* Text:
○ ○ ○ ○

# Bowfin - how rare around here???



## FRS (Aug 2, 2012)

Caught in Coshocton area this evening.


----------



## FRS (Aug 2, 2012)

Too bad he popped his eye out in the fight


----------



## Skippy (Dec 2, 2009)

I get out alot and fish about a 60 mile circle from the house. I'v caught them things everywhere. 

Funny thing is I don't think I'v ever caught one on a hard bait.
They love Joshy's swims and twister tails also. If they took all the ones out of Killbuck creek and back waters the water level would go down at least 2 inches.

Guess they would taste like chicken but I could never bring myself to eat one. lol


----------



## FRS (Aug 2, 2012)

Thank you, Skippy! Good to know where I can go catch and release if I want some fightin.


----------



## I_WALL_I (Apr 27, 2006)

FRS- they're upstream on the Tusc from ya pretty heavy, too... my friends always freak when they get their 1st one!! They LOVE chicken liver!! Good job using artificial!!


----------



## Roscoe (Jul 22, 2007)

○ ○ ○ ○

* Dataset rows:

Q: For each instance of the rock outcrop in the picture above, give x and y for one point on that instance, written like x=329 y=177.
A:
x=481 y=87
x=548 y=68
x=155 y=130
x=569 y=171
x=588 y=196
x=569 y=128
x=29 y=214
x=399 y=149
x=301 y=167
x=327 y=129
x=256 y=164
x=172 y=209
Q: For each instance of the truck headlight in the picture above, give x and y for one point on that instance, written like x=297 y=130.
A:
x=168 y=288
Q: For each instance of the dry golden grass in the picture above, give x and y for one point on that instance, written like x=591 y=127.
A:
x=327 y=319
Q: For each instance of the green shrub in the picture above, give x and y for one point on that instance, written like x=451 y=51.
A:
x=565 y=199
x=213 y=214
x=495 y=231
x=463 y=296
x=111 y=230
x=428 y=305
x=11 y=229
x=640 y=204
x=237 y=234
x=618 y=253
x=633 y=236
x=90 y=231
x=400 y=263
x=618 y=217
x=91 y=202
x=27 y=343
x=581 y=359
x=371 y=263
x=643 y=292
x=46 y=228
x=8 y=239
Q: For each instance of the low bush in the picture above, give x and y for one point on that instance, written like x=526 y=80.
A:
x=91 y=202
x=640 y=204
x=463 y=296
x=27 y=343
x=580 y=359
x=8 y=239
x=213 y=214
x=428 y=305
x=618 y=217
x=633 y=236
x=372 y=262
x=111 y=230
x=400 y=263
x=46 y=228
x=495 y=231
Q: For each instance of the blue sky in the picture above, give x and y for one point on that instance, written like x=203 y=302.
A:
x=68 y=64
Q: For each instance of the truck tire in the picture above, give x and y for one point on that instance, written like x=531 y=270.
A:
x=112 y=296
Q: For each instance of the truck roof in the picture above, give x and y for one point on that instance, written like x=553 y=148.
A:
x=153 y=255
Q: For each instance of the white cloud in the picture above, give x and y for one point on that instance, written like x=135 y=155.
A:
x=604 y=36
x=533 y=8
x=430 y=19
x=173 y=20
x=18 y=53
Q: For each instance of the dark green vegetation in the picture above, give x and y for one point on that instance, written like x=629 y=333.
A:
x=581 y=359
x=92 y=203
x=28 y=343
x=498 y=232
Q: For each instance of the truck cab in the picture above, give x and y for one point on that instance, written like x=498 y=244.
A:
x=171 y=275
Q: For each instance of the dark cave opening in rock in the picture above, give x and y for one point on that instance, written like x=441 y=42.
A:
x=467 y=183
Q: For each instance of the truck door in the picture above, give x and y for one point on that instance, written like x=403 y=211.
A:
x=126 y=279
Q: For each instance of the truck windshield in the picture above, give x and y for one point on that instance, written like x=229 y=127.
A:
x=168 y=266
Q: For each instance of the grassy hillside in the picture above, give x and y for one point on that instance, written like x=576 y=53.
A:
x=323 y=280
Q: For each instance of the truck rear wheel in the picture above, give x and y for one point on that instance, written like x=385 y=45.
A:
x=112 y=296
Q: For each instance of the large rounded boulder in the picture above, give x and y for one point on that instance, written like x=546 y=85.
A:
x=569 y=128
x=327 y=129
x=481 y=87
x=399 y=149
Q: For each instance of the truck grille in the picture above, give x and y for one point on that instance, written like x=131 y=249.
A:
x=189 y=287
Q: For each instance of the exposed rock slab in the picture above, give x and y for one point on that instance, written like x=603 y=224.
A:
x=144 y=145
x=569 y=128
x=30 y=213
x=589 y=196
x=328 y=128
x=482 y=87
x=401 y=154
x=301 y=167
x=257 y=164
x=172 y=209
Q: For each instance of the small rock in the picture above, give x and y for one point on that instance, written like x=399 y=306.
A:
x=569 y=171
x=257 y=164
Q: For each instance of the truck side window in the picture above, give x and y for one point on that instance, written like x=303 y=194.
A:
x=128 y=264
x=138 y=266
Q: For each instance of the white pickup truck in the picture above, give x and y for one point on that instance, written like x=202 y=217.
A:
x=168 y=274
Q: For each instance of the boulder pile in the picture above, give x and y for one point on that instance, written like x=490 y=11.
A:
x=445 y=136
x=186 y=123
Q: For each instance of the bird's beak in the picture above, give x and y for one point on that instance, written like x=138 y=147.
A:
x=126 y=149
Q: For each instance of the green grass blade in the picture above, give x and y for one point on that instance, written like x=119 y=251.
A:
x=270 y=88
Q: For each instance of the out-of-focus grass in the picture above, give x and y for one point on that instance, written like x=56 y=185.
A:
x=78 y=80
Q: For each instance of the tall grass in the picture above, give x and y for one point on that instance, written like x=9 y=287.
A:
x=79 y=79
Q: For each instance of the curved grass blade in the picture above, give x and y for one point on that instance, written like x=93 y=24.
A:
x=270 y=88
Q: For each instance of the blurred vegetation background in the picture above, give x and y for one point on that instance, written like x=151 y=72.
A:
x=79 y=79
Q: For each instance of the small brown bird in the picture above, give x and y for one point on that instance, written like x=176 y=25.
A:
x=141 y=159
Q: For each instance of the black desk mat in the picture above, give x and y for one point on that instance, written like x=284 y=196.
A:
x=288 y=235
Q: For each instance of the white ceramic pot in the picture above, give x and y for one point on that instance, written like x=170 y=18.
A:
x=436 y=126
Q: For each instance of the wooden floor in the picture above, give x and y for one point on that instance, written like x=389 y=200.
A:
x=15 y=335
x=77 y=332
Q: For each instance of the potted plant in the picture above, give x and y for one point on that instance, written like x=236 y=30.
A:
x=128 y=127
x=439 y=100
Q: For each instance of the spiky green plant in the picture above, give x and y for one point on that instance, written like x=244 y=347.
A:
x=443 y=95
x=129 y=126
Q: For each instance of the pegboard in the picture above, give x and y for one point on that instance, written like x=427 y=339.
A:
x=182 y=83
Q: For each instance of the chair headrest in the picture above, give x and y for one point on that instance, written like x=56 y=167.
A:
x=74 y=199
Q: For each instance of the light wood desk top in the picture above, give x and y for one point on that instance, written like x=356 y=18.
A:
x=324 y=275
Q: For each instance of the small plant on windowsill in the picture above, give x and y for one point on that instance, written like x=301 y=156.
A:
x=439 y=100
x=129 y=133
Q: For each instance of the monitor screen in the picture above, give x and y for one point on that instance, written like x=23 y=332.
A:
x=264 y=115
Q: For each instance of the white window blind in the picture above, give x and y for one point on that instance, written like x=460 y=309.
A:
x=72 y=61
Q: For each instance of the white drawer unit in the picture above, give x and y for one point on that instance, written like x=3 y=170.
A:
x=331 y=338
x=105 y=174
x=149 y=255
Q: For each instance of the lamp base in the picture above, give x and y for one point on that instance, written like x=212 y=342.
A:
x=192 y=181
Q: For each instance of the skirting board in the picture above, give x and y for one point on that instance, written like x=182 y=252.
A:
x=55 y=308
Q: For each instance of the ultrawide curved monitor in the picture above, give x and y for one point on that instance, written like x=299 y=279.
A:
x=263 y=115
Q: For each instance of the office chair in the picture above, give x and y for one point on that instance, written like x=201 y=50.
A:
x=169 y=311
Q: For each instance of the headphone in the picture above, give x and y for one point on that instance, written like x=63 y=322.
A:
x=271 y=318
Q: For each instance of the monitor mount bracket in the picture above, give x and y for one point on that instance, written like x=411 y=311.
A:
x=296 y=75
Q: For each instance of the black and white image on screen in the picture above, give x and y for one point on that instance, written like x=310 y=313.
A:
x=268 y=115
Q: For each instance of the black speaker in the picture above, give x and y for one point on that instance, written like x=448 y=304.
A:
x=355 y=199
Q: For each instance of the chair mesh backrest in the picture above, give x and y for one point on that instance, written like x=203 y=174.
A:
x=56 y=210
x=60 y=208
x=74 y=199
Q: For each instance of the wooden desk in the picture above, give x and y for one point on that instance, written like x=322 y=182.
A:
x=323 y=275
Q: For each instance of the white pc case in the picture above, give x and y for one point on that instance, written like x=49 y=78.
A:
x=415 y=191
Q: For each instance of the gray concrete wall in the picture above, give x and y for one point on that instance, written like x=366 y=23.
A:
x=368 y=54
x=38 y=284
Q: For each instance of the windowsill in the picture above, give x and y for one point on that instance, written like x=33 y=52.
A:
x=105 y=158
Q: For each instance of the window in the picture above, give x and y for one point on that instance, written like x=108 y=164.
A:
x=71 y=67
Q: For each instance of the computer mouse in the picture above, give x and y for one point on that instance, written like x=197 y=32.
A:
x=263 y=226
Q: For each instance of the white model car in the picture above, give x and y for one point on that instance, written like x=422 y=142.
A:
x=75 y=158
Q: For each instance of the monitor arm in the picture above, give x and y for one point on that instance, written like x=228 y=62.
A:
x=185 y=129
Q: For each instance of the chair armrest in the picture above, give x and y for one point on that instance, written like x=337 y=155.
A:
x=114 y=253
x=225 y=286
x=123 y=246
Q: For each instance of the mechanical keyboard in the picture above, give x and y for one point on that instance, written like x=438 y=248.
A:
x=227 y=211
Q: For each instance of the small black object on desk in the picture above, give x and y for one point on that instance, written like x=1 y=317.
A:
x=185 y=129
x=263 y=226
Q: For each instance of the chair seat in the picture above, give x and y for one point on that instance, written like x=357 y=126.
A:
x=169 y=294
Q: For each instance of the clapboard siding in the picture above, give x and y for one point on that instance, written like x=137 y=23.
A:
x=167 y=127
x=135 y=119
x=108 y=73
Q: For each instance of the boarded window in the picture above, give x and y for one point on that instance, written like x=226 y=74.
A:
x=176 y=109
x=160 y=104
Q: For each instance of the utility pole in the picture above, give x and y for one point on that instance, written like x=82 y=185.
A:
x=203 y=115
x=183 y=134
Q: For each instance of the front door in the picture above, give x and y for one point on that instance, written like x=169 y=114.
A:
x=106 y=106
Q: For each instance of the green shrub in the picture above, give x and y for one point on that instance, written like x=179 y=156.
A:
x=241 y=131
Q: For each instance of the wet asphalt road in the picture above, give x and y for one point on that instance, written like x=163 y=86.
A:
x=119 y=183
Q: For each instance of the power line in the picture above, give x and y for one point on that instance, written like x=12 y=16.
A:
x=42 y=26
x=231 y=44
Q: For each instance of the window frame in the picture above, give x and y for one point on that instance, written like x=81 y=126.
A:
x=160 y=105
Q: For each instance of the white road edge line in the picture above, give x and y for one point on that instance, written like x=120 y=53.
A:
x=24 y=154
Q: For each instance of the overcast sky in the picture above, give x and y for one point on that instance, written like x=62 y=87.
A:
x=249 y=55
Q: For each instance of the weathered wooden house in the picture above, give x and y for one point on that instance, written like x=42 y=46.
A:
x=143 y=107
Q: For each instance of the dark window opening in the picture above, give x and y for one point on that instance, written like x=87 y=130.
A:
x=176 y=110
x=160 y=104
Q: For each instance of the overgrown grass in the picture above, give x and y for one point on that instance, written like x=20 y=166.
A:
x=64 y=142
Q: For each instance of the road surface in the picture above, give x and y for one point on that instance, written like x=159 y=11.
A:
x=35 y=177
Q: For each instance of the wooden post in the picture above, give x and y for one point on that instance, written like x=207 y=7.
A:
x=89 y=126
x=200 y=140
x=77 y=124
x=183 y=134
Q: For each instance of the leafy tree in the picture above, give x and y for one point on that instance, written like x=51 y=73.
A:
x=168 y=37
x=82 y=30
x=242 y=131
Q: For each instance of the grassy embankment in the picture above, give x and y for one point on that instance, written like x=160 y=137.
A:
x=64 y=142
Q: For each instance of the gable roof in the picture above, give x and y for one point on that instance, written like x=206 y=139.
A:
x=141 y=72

○ ○ ○ ○

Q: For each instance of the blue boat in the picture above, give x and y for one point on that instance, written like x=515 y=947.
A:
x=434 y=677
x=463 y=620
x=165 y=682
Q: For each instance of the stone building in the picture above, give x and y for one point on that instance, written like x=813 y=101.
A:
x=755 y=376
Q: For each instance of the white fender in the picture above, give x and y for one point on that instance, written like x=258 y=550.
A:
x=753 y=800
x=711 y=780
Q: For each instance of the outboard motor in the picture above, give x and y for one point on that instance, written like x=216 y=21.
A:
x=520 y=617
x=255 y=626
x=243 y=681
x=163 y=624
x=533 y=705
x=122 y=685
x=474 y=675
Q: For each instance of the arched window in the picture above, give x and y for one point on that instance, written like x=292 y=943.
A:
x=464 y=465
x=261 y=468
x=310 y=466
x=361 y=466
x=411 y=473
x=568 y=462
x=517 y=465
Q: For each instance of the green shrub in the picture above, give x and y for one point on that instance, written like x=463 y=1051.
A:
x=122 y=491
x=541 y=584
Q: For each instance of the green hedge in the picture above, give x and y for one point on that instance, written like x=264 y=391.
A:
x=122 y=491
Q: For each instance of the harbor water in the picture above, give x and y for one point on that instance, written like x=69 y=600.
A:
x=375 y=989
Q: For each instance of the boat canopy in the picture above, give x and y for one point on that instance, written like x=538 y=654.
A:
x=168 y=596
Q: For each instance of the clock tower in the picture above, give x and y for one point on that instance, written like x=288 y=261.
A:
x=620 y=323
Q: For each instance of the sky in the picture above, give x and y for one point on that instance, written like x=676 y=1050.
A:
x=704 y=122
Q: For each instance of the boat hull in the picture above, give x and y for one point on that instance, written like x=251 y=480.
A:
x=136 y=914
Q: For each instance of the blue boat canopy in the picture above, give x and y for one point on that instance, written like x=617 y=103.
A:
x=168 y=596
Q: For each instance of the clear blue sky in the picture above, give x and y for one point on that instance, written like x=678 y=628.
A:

○ ○ ○ ○

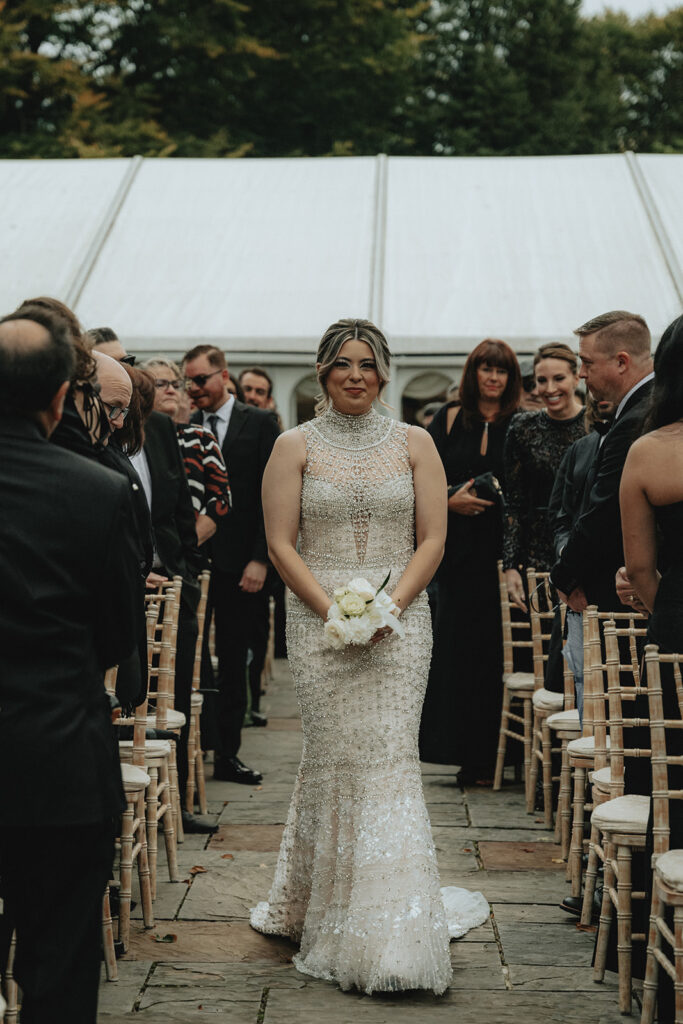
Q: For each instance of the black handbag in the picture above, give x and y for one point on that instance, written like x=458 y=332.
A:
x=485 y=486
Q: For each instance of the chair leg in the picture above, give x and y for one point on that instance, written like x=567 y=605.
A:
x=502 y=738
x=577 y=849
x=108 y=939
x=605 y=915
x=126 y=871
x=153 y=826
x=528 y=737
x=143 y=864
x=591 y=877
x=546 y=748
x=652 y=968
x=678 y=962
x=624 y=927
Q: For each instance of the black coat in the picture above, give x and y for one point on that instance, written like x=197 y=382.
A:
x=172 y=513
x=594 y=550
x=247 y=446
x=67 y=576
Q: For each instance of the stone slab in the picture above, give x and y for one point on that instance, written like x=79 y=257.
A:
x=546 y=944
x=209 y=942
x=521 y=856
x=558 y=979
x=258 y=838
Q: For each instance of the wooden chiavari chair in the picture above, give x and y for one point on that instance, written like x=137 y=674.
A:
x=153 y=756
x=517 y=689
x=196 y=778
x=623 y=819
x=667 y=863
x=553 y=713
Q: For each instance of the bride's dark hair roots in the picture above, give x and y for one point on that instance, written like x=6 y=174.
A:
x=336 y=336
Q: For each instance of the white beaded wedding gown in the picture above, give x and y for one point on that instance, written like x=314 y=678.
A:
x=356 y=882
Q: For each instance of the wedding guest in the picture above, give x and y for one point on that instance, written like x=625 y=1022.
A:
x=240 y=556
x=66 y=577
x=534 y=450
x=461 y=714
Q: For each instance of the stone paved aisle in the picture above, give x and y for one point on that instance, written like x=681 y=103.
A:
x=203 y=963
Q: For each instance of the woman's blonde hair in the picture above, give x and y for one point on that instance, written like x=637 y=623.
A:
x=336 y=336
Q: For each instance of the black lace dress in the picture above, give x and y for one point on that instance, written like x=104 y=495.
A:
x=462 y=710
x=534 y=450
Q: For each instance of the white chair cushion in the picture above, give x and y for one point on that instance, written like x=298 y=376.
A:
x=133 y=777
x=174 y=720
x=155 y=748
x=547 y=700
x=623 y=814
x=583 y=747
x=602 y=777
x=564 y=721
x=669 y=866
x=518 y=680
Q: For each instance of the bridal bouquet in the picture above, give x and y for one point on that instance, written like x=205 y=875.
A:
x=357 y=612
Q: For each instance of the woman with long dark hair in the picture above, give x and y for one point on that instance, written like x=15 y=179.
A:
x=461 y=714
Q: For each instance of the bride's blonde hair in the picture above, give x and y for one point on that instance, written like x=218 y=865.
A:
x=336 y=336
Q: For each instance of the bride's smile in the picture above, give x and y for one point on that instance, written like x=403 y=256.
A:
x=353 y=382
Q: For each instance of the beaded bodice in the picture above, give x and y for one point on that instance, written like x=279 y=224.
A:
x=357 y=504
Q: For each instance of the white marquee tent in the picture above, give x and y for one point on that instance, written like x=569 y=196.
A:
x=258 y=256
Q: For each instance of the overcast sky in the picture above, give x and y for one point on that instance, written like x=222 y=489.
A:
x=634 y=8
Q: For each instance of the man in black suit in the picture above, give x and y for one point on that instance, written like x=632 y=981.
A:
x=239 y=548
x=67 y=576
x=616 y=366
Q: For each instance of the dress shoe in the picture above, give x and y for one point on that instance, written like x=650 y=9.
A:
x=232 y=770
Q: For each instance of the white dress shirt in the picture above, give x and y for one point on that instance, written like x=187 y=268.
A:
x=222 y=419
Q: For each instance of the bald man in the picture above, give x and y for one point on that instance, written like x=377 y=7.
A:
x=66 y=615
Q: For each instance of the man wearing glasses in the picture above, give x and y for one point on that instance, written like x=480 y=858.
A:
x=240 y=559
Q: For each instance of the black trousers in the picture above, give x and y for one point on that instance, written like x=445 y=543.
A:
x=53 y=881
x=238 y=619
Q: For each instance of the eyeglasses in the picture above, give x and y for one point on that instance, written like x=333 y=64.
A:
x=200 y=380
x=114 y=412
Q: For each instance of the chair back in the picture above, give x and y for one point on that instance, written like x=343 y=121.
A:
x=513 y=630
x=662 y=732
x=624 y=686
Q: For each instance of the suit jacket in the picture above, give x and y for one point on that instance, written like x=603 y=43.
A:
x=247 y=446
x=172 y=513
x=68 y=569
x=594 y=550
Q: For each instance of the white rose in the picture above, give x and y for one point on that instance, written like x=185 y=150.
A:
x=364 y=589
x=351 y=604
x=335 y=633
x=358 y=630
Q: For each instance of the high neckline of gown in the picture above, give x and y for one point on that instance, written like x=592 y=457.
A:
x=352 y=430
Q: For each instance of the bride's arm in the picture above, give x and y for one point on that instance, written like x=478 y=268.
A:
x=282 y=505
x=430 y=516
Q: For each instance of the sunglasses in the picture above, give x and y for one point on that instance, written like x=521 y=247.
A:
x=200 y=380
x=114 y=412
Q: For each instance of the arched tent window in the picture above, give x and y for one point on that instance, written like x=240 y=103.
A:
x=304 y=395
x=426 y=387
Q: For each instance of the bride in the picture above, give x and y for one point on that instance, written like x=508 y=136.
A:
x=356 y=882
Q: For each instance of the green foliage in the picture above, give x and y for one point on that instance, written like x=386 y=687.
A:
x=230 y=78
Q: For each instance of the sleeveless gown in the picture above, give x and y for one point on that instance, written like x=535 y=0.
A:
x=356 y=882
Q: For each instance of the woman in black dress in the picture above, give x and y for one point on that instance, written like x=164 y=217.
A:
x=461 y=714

○ ○ ○ ○

* Required work:
A - Return the passage from the bowfin thread that begins at the words "Too bad he popped" and stops after "a hard bait.".
B - List every distinct username that appears in the post headers of the bowfin thread.

* Answers to each task:
A -
Too bad he popped his eye out in the fight


----------



## Skippy (Dec 2, 2009)

I get out alot and fish about a 60 mile circle from the house. I'v caught them things everywhere. 

Funny thing is I don't think I'v ever caught one on a hard bait.

B -
FRS
Skippy
I_WALL_I
Roscoe